- Saved data entries
--
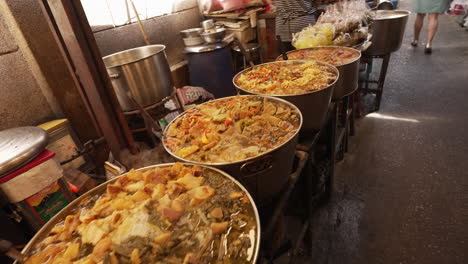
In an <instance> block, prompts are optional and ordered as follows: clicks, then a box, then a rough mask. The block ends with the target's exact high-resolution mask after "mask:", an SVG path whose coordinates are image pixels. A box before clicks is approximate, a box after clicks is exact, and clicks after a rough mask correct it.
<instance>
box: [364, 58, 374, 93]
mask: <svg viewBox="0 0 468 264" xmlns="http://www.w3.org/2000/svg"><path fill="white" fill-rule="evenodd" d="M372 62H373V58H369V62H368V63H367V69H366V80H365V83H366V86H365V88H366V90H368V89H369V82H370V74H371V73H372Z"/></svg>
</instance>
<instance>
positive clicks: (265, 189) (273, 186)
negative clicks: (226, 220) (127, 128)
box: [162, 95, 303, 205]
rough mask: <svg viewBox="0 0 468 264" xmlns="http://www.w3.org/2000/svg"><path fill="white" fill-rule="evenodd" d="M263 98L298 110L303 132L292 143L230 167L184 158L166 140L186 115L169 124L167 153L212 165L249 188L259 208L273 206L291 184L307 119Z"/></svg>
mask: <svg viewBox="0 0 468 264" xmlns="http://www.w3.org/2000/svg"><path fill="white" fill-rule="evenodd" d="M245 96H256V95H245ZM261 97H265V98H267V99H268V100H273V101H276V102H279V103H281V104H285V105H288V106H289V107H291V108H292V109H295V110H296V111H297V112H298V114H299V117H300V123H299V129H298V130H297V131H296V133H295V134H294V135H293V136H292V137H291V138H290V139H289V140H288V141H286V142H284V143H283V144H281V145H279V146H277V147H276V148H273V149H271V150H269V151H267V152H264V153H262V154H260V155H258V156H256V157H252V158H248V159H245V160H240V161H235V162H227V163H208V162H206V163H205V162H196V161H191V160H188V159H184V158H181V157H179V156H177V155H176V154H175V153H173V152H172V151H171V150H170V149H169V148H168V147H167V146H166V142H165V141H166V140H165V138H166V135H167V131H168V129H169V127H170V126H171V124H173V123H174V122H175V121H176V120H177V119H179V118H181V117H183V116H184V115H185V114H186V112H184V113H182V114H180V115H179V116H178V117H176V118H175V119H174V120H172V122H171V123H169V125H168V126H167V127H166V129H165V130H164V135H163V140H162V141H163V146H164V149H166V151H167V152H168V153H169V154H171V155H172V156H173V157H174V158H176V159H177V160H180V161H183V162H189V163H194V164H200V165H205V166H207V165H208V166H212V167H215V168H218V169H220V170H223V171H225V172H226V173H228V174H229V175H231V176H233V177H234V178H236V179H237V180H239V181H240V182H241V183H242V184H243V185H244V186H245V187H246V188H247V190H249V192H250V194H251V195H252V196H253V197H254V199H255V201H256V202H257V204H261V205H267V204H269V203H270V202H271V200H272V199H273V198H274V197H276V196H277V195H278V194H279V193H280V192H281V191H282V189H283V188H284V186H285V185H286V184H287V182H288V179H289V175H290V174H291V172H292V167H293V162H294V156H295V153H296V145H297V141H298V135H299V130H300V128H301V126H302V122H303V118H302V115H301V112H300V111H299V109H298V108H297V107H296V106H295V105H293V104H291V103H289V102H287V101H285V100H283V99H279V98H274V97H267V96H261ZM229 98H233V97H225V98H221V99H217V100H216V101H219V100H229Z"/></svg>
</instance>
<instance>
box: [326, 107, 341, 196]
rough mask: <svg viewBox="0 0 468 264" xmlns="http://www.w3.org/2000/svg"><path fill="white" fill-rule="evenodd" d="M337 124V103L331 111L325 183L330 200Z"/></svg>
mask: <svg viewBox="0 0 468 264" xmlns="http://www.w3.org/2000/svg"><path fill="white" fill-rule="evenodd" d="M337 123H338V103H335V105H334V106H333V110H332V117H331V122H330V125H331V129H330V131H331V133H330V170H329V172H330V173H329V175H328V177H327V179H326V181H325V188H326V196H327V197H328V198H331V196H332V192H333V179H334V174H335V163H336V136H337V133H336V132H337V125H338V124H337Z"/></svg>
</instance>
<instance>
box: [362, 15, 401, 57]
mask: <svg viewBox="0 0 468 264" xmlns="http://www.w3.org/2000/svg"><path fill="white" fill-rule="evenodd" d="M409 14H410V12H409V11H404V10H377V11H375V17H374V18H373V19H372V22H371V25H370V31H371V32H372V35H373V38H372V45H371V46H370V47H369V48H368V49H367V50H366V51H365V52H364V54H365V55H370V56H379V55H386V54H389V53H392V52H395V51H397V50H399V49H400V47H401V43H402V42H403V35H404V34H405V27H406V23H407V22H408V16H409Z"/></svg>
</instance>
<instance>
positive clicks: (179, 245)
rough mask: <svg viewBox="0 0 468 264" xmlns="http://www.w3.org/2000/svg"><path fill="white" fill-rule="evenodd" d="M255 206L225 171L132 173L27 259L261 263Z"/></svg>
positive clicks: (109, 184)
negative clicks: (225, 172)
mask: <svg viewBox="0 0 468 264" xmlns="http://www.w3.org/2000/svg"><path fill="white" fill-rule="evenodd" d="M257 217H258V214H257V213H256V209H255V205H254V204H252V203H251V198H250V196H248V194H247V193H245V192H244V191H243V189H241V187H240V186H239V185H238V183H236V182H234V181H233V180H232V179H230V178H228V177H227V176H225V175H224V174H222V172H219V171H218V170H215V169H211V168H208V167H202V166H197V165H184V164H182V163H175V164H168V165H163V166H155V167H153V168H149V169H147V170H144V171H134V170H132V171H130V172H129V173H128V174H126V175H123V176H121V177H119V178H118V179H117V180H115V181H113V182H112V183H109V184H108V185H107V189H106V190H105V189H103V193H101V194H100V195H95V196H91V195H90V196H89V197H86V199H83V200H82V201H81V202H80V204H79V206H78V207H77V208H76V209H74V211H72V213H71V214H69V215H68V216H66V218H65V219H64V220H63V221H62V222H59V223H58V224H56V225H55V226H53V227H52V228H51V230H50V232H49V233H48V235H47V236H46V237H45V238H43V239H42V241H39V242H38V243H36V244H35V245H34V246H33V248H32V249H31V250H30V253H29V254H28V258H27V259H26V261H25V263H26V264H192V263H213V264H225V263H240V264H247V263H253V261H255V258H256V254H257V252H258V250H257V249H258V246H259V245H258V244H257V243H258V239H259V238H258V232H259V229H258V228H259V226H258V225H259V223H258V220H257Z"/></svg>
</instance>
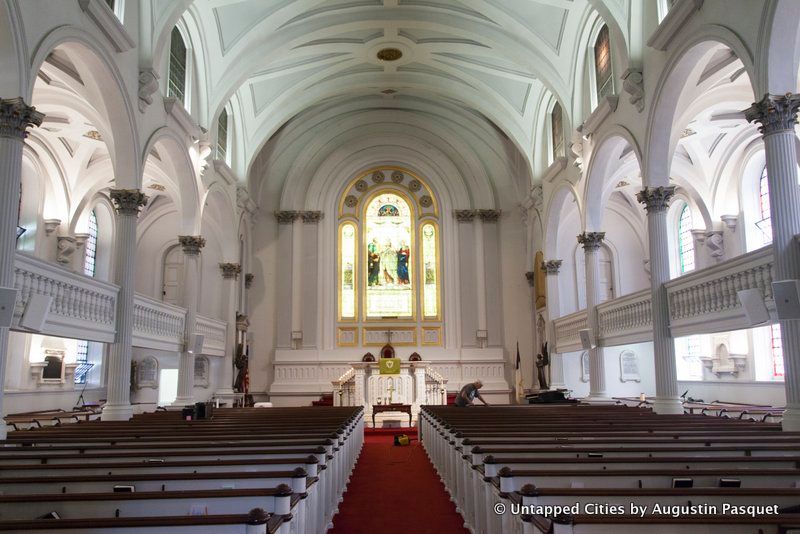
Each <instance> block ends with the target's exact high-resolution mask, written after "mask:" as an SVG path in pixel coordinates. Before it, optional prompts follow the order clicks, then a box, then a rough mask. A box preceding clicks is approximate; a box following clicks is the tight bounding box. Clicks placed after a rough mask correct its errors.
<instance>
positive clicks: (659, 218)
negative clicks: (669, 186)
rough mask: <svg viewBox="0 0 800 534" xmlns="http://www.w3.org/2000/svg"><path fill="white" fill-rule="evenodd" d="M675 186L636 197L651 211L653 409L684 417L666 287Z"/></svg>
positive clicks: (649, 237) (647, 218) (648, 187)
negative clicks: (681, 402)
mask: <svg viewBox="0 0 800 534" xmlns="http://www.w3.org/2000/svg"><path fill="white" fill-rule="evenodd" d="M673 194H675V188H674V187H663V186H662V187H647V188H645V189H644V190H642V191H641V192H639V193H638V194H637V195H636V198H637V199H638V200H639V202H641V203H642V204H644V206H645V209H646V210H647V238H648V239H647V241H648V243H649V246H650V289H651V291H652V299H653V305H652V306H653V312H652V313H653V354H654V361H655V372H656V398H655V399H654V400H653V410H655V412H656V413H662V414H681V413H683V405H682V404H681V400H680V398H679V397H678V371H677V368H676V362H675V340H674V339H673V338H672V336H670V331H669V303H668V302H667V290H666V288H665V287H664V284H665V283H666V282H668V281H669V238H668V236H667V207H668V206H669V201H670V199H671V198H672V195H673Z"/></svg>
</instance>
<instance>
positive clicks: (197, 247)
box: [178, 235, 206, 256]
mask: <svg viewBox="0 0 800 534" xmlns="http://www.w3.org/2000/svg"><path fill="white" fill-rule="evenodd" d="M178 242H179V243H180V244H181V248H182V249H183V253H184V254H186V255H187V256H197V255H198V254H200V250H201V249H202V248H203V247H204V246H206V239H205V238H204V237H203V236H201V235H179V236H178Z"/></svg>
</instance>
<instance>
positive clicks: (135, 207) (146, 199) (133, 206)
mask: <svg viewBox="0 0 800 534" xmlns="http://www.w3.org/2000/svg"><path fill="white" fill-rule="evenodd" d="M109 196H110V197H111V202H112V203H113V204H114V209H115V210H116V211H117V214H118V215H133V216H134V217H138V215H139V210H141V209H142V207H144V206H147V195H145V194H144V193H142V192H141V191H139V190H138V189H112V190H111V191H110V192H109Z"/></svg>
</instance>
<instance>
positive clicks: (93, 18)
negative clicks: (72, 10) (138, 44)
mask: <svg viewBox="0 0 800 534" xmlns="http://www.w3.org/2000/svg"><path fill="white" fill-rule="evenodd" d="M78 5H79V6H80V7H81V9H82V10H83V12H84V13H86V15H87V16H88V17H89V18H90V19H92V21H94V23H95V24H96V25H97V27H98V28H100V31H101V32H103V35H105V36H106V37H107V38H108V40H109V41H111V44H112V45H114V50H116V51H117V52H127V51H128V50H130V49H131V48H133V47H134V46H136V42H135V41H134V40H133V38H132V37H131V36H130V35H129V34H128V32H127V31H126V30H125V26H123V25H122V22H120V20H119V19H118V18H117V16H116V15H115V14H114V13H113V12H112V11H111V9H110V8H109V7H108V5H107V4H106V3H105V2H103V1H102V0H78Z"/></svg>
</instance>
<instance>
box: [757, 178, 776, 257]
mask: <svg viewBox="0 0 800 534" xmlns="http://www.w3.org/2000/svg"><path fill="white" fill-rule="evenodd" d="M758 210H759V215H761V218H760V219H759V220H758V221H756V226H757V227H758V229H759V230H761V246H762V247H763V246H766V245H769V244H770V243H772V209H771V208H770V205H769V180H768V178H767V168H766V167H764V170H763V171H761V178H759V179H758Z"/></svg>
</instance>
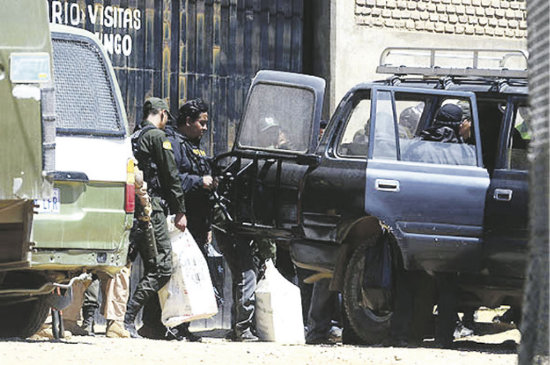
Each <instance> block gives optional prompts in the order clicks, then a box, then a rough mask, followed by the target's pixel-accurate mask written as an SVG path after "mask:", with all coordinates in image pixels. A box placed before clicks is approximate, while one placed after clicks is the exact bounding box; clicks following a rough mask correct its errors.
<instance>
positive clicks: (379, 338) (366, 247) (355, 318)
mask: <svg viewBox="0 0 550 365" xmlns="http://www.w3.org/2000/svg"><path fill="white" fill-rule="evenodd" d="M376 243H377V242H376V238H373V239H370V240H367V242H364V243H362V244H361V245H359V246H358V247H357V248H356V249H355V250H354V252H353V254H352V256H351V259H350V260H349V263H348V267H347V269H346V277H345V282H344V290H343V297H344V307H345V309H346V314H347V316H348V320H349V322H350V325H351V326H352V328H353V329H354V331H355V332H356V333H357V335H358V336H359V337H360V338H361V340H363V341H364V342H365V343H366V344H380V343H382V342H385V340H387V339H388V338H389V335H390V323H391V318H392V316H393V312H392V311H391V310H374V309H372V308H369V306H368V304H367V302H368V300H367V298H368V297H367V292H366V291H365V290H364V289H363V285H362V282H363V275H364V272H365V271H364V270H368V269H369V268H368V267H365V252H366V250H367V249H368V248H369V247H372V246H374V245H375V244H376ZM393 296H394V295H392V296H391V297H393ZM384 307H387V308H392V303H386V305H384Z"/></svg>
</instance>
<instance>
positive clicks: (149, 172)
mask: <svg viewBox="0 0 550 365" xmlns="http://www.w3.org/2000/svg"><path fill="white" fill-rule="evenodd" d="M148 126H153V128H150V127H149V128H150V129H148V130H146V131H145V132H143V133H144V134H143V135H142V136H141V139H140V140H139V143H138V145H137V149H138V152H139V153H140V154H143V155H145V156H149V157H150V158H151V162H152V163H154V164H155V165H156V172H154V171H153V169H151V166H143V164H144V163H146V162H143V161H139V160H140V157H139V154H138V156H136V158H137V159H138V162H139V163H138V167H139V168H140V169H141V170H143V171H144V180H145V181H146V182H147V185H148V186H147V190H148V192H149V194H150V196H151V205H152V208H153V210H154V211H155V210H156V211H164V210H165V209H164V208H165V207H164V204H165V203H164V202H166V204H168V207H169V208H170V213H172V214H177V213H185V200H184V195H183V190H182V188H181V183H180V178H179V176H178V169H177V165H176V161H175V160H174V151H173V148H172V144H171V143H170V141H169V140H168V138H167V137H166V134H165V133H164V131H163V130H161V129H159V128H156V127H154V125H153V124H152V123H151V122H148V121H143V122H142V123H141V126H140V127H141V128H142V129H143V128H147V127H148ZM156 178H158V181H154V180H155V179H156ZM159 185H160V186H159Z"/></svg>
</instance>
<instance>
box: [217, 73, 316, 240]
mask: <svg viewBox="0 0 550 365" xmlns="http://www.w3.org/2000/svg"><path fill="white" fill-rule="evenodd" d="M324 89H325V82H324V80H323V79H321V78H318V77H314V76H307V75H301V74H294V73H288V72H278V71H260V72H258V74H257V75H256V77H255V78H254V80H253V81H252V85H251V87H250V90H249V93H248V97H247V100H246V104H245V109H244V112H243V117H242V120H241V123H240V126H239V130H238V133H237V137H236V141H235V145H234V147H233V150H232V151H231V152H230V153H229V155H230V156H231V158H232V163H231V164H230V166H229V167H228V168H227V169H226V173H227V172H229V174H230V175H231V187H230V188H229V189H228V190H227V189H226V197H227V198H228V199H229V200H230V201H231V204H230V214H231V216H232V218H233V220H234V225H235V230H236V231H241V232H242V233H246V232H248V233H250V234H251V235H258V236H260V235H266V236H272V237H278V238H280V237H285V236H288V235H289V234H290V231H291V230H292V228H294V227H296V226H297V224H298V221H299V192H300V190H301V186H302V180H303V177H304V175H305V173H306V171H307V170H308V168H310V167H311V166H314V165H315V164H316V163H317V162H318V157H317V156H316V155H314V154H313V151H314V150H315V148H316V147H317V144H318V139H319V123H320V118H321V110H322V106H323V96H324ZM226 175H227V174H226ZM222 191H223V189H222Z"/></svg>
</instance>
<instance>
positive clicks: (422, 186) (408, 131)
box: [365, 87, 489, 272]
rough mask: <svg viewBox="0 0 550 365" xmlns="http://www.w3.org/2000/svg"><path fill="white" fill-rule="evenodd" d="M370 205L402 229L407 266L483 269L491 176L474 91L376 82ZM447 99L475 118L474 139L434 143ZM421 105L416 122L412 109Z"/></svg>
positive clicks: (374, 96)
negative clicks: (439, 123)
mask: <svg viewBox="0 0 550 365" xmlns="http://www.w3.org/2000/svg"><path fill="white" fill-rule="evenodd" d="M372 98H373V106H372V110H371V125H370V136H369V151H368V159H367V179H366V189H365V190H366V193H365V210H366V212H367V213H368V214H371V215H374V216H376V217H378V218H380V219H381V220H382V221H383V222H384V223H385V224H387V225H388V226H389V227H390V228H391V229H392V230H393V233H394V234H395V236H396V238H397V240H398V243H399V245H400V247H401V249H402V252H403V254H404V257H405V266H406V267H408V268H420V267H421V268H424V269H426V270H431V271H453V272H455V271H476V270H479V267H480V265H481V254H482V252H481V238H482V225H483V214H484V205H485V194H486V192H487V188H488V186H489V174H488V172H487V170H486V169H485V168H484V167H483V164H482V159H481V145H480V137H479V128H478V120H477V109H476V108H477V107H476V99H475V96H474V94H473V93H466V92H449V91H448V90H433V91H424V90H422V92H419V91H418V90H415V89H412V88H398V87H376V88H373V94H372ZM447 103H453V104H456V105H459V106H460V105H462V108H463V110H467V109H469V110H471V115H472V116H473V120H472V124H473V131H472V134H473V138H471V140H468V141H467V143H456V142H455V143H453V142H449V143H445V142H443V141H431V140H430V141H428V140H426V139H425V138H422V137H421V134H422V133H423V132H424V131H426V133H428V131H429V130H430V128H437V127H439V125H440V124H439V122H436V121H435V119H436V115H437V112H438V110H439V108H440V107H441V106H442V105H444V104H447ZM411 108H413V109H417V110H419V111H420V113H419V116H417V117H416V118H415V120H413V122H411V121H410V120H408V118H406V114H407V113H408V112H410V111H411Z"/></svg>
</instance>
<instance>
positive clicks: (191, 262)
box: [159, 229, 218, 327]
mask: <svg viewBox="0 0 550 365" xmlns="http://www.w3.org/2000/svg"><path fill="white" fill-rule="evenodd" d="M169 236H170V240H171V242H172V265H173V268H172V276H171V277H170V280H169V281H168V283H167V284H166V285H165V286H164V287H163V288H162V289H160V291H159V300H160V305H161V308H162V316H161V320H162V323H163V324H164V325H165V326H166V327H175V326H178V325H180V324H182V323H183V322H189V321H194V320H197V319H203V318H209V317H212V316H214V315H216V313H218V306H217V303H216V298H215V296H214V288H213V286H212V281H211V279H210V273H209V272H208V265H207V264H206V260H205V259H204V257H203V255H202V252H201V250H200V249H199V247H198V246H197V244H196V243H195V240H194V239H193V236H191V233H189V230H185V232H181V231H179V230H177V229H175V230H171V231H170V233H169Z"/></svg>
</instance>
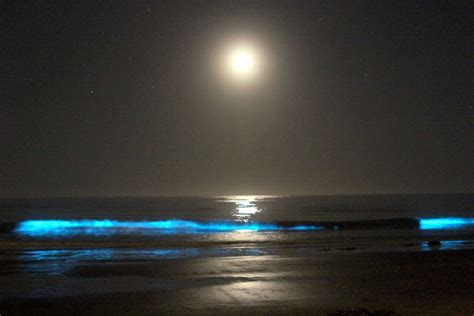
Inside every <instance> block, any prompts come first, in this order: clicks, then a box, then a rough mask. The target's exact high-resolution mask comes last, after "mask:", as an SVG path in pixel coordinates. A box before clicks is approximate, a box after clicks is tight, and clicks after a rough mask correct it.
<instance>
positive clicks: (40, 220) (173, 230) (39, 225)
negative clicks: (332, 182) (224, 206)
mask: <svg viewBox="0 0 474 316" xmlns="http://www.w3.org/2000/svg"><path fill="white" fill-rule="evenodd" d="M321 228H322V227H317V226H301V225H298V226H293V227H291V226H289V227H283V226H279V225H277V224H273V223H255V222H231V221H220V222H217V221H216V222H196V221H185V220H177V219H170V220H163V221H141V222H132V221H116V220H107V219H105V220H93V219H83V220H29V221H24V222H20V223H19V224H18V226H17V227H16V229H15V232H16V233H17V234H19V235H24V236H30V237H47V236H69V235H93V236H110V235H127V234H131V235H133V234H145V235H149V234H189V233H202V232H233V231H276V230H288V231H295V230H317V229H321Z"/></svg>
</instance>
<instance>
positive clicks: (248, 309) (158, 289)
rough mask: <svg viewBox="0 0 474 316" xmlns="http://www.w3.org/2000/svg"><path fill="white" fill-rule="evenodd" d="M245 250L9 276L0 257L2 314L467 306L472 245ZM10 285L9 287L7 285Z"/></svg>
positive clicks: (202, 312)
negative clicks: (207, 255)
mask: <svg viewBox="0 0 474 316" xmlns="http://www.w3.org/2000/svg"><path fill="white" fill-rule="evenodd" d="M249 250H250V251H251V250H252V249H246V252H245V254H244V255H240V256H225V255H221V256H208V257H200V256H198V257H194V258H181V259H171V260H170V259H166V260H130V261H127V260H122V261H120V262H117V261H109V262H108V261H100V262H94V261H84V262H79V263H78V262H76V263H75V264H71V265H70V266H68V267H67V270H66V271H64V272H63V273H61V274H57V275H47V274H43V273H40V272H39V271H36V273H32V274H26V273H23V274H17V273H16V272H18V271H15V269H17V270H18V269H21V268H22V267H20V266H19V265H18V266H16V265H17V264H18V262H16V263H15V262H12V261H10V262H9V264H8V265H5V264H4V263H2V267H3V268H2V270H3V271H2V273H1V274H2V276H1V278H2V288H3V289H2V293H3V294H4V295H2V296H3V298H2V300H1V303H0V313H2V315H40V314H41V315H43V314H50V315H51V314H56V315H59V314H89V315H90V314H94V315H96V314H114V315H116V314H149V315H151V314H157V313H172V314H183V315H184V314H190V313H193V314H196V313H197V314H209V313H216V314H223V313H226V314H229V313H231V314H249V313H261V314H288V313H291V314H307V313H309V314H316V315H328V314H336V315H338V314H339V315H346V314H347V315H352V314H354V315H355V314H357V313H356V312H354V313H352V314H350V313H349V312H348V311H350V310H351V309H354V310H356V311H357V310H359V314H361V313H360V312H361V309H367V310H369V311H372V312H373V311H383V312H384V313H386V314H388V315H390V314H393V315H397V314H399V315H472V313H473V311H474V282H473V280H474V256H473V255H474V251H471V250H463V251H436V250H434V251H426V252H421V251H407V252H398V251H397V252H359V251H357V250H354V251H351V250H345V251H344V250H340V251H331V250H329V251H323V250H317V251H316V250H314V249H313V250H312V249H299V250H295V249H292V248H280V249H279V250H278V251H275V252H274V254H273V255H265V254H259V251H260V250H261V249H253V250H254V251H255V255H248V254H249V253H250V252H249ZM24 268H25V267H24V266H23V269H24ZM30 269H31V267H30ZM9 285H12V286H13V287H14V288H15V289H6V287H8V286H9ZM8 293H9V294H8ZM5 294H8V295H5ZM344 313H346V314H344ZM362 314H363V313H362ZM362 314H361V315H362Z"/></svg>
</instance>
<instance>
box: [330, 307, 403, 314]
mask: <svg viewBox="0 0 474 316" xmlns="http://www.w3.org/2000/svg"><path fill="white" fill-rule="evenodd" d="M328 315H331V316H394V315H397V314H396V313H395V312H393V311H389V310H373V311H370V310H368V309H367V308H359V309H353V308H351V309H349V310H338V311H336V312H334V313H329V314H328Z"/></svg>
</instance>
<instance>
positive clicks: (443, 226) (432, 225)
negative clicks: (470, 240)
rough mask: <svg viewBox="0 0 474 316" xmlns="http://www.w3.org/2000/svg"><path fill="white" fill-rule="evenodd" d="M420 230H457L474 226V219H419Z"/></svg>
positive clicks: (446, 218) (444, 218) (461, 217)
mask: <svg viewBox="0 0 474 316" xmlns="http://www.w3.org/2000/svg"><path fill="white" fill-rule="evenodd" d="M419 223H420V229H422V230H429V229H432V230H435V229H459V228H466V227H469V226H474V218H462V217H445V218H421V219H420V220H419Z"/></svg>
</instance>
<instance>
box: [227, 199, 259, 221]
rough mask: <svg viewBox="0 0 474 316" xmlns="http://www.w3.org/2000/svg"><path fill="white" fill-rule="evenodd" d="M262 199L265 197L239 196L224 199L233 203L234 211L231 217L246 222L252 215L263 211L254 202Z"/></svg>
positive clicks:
--
- Job
Rewrite the listing from the line with "205L402 229L407 266L483" up to and including the line with "positive clicks: (374, 96)", swapping "rough mask" for "coarse mask" and leaving everything else unchanged.

- Expected output
coarse mask: <svg viewBox="0 0 550 365" xmlns="http://www.w3.org/2000/svg"><path fill="white" fill-rule="evenodd" d="M370 205L402 229L407 266L483 269L491 176L474 91L376 82ZM447 99L475 118L474 139L434 143ZM421 105L416 122L412 109Z"/></svg>
positive clicks: (374, 96)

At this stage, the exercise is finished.